● **EXERCISE TASK**:
From the article below on the Adams Canyon trail work, extract the passage from "Hales was speaking" up to and including "first noticeable change.", word for word.
* START TEXT BLOCK *
By Patrick Carr - | Nov 28, 2021

Patrick Carr, Standard-Examiner

A new rock causeway, left, keeps the creek off of the Adams Canyon trail Friday, Oct. 29, 2021.

LAYTON — There’s been a lot of work done in the past 18 months on the popular Adams Canyon trail in Davis County.

Hikers can probably be forgiven if they don’t notice the work.

“The problem with good rock work is it’s hard to see, because you have to cover it,” said Matthew Hales, U.S. Forest Service Salt Lake Ranger District trail crews foreman.

Hales was speaking in October on a hike up Adams Canyon with the Standard-Examiner to point out the new work.

The main improvements, designed to fix some trouble spots on Davis County’s most popular trail and move the trail itself out of the main creek bed, were completed this fall thanks to work by Farmington Trails Committee volunteers, Forest Service crews and additional volunteers.

Patrick Carr, Standard-Examiner

This photo illustration shows a newly built trail ledge on the lower cliff band of the Adams Canyon trail Friday, Oct. 29, 2021.

About two-thirds of a mile up the trail is where the trail dips into the creek for the first time and is the site of the first noticeable change.

Crews built an elevated stone causeway on the north side of the creek that raised the trail about a foot, taking it out of the water in a spot where the creek would normally swing into the trail and cover it.

There was another part of the trail that dipped into the creek, but the trail “completely eroded” into the creek, Hales said, so crews built a new 100-foot section of trail above that section.

Another trail improvement is seen farther up in a spot where hikers used to have to walk in the creek itself.

Crews put in a long rock wall to make the incline less steep, then another rock causeway that raised the trail about two feet to get hikers out of the stream, and then took sledgehammers to a large rock to make it easier to walk over.
* END TEXT BLOCK *
* START DATASET CONTENT *
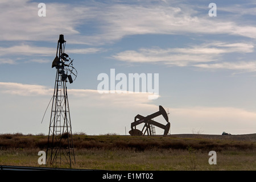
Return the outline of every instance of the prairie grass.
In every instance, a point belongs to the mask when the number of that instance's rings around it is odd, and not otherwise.
[[[38,163],[48,136],[0,135],[0,165],[50,167]],[[73,136],[74,168],[103,170],[256,170],[256,143],[205,138]],[[217,164],[210,165],[210,151]],[[60,166],[59,166],[60,167]],[[60,167],[68,167],[60,166]]]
* END DATASET CONTENT *
● **TASK SOLUTION**:
Hales was speaking in October on a hike up Adams Canyon with the Standard-Examiner to point out the new work.

The main improvements, designed to fix some trouble spots on Davis County’s most popular trail and move the trail itself out of the main creek bed, were completed this fall thanks to work by Farmington Trails Committee volunteers, Forest Service crews and additional volunteers.

Patrick Carr, Standard-Examiner

This photo illustration shows a newly built trail ledge on the lower cliff band of the Adams Canyon trail Friday, Oct. 29, 2021.

About two-thirds of a mile up the trail is where the trail dips into the creek for the first time and is the site of the first noticeable change.